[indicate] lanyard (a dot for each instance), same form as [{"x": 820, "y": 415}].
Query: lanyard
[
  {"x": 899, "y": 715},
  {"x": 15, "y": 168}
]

_ _ _ _

■ **DIRECTION**:
Copy the records above exactly as they appear, line for line.

■ **SOLUTION TO THE PROBLEM**:
[indicate] lanyard (a dot for each instance), same form as [{"x": 820, "y": 415}].
Query: lanyard
[
  {"x": 899, "y": 715},
  {"x": 15, "y": 168}
]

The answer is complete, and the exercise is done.